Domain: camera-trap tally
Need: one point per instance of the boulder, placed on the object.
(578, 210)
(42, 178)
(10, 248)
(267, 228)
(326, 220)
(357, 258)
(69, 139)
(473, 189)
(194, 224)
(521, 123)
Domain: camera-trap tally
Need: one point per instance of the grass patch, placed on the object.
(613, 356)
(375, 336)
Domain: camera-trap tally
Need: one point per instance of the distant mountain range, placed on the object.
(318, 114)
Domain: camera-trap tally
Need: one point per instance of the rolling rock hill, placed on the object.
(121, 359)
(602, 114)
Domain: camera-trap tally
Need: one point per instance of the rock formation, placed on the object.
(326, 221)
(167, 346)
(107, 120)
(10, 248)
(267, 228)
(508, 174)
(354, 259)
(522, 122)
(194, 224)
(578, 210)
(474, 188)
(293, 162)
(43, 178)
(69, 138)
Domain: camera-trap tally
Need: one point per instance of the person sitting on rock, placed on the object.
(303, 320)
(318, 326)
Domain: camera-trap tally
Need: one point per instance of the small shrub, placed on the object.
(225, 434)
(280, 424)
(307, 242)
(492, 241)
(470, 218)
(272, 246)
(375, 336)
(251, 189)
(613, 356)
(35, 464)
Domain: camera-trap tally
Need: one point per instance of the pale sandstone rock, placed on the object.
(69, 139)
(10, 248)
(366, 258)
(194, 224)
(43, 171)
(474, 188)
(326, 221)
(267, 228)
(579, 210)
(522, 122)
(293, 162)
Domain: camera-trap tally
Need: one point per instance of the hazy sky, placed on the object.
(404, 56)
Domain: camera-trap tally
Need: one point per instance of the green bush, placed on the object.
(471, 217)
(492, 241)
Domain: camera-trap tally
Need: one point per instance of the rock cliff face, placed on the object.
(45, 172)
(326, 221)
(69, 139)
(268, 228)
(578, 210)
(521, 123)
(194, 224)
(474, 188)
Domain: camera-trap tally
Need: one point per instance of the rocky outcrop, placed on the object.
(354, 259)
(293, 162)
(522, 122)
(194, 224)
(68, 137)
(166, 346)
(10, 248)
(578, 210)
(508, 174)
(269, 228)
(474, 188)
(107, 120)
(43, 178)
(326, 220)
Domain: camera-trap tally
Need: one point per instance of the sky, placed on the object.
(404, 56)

- **Work to be completed**
Please give all of the entries again, exactly as written.

- **Task result**
Domain: camera-trap tally
Need: one point per instance of the boulder, placed on the object.
(578, 210)
(42, 178)
(10, 248)
(267, 228)
(326, 220)
(357, 258)
(69, 139)
(473, 189)
(194, 224)
(521, 123)
Domain: camera-trap tally
Need: one point per instance of the grass patch, placed on the object.
(613, 356)
(375, 336)
Domain: camera-trap tally
Need: one point per instance of the distant mountain range, placed on the object.
(318, 114)
Domain: camera-trap tally
Need: one point per instance of the rolling rock hill, placed on the object.
(121, 359)
(602, 114)
Domain: camera-trap tally
Need: one point per instance of the rock formation, placed on the object.
(326, 221)
(167, 346)
(107, 120)
(10, 248)
(267, 228)
(508, 174)
(354, 259)
(522, 122)
(194, 224)
(578, 210)
(474, 188)
(293, 162)
(43, 178)
(69, 138)
Domain: camera-trap tally
Need: one point per instance of the person sitting on rock, placed on the object.
(303, 320)
(318, 326)
Domain: camera-trap tally
Need: one point per instance of the small shrub, placed on the object.
(225, 434)
(280, 424)
(307, 242)
(492, 241)
(470, 218)
(272, 246)
(375, 336)
(251, 189)
(613, 356)
(35, 464)
Domain: camera-trap tally
Need: one point per instance of the pale sandstone rock, placed on the object.
(69, 139)
(10, 248)
(366, 258)
(194, 224)
(43, 171)
(474, 188)
(326, 221)
(267, 228)
(579, 210)
(522, 122)
(293, 162)
Domain: camera-trap tally
Need: one point per instance of the hazy sky, placed on the object.
(404, 56)
Domain: camera-trap tally
Need: one point per instance of the green bush, placed on the object.
(471, 217)
(492, 241)
Domain: camera-trap tally
Need: one point per instance of the rock cliff face, placed on the object.
(45, 172)
(326, 221)
(69, 139)
(268, 228)
(578, 210)
(521, 123)
(194, 224)
(474, 188)
Domain: camera-trap tally
Need: one point per instance of the rocky outcrop, placed on the object.
(354, 259)
(293, 162)
(522, 122)
(194, 224)
(68, 137)
(166, 346)
(10, 248)
(578, 210)
(508, 174)
(269, 228)
(474, 188)
(107, 120)
(43, 178)
(326, 220)
Domain: camera-trap tally
Need: one point per instance of the sky, placed on the object.
(404, 56)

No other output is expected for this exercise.